[Shape boundary entries]
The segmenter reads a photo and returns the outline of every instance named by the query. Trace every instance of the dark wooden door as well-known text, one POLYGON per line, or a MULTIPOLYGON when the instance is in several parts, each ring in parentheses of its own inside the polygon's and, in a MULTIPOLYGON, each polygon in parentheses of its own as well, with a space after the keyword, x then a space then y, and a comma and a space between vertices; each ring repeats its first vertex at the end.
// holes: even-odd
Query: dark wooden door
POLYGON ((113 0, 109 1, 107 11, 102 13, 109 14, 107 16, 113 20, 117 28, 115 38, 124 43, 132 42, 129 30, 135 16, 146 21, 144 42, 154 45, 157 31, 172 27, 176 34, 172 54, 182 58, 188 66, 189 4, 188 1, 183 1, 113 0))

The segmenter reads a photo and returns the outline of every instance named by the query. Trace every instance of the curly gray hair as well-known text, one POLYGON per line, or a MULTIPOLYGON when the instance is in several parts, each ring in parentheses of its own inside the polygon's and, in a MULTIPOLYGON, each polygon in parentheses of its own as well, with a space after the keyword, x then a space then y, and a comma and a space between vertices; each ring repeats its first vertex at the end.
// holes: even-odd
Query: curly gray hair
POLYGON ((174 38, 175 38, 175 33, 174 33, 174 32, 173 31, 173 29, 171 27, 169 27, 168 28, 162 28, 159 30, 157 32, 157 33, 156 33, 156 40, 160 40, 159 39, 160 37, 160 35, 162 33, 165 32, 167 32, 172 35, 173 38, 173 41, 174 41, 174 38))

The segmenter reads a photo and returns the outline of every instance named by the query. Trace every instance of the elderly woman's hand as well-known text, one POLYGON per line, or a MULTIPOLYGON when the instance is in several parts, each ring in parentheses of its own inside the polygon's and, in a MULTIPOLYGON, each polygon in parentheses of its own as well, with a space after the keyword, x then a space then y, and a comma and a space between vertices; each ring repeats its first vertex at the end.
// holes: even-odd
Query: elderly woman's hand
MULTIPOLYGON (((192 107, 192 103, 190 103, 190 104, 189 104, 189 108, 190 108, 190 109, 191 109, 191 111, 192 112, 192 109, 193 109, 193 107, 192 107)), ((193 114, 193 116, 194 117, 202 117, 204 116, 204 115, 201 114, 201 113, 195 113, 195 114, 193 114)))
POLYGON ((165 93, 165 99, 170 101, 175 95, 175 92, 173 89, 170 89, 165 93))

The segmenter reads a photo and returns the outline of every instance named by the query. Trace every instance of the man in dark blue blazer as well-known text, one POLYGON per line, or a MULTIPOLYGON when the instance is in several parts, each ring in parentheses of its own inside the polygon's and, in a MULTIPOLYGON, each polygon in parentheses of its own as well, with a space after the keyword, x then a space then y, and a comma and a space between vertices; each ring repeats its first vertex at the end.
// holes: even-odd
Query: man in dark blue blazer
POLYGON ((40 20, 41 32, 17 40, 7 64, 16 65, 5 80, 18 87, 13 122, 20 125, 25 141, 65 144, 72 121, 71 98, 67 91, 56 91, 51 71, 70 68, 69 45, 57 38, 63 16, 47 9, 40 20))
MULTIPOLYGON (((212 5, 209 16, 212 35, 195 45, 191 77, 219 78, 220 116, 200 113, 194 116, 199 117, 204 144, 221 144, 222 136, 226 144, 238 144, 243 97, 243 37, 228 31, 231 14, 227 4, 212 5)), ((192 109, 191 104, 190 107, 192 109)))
* * *
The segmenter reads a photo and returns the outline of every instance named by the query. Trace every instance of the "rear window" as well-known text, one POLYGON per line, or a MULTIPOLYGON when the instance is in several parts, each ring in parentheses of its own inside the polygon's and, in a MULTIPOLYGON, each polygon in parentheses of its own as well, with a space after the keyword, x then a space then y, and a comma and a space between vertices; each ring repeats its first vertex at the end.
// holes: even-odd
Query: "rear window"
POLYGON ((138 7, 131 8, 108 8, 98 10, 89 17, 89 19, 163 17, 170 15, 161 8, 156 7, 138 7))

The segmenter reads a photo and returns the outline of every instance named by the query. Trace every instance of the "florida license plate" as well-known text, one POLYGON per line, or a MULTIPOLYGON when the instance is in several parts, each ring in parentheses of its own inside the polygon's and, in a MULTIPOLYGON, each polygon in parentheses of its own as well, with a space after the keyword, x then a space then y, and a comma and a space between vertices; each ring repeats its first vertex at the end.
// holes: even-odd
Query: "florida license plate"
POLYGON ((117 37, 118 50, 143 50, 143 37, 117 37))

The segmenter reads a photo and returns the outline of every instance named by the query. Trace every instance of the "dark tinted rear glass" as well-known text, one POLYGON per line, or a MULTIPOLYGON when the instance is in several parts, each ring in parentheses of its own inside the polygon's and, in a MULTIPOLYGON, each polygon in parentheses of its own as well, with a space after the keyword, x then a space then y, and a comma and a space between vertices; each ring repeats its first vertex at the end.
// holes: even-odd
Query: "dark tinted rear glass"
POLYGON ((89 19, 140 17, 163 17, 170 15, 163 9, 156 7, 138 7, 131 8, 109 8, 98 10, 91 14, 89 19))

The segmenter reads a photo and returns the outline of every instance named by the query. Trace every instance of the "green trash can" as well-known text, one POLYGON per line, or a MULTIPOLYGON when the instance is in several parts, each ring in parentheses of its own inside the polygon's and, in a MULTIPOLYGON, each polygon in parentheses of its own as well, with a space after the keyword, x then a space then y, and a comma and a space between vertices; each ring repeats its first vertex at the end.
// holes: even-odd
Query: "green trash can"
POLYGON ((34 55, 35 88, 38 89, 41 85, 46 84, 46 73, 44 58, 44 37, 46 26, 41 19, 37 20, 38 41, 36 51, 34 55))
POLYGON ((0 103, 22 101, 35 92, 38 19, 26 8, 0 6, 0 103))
---
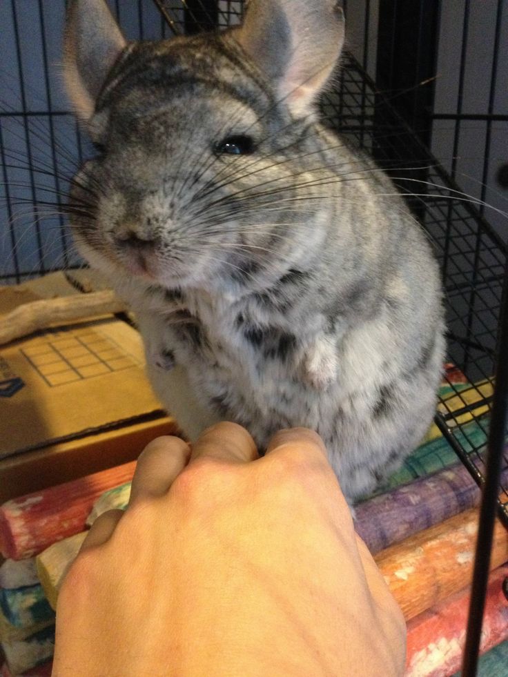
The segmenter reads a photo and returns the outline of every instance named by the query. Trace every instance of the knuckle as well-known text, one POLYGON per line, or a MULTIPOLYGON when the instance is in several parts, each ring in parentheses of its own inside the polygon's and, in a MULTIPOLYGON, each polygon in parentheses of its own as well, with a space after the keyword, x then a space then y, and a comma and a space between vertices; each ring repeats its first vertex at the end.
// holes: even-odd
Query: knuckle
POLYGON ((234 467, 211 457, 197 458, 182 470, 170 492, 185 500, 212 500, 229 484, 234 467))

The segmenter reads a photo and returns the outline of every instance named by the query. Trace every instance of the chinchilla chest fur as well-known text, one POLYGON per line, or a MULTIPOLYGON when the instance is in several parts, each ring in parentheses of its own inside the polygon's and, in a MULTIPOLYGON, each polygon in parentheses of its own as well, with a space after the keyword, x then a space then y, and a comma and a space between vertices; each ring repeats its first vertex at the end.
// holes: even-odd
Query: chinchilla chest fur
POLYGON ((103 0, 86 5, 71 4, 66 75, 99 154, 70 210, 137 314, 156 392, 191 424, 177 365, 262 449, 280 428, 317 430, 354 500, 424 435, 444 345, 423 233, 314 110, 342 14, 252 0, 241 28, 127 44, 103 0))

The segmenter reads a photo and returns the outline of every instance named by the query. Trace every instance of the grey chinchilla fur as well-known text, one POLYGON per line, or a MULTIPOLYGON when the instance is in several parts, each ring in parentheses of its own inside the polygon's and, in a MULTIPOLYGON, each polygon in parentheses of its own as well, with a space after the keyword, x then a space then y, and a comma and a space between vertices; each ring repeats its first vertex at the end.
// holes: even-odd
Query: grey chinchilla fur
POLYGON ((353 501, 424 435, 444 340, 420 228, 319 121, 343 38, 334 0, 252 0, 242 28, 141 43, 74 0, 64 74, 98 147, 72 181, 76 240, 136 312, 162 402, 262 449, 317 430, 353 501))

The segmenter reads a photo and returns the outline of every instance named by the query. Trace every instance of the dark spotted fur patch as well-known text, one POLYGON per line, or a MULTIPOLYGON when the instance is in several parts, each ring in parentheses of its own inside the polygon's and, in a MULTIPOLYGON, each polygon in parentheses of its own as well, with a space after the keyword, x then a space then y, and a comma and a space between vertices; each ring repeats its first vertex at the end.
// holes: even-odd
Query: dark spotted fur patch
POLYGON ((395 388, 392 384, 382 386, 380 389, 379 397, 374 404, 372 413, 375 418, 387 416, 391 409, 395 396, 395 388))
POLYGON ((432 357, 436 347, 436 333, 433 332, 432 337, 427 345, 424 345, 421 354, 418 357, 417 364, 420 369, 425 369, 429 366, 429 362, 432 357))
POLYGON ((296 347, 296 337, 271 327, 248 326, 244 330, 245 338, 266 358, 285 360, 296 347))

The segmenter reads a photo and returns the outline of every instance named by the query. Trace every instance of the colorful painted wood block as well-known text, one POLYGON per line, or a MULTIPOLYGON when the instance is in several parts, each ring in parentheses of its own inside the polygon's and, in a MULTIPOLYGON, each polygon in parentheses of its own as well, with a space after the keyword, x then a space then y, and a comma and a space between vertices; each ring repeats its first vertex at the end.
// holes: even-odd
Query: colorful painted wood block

STATED TASK: Take the stretch of records from the line containing "the dark wooden" through the line containing "POLYGON ((113 0, 109", and rename "door" to "gate" throughout it. Give back only those lines, with nothing else changed.

TASK OUTPUT:
The segmenter reads a photo and returns the outline of every instance named by the query. Trace every instance of the dark wooden gate as well-known text, one POLYGON per line, or a MULTIPOLYGON when the instance is in several parts, each ring in parentheses of its own inside the polygon's and, in a MULTIPOLYGON, each polygon in parentheses of its own as well, with a space after the keyword, x then a space then y, and a comma and a space between vertices; each ring repeats its first vertex at the end.
// holes: even-odd
Query: dark wooden gate
POLYGON ((113 0, 109 1, 107 11, 102 13, 109 14, 107 16, 113 20, 117 28, 115 38, 124 43, 132 42, 129 30, 135 16, 146 21, 144 42, 154 45, 157 31, 172 27, 176 34, 172 54, 182 58, 188 66, 189 4, 188 1, 183 1, 113 0))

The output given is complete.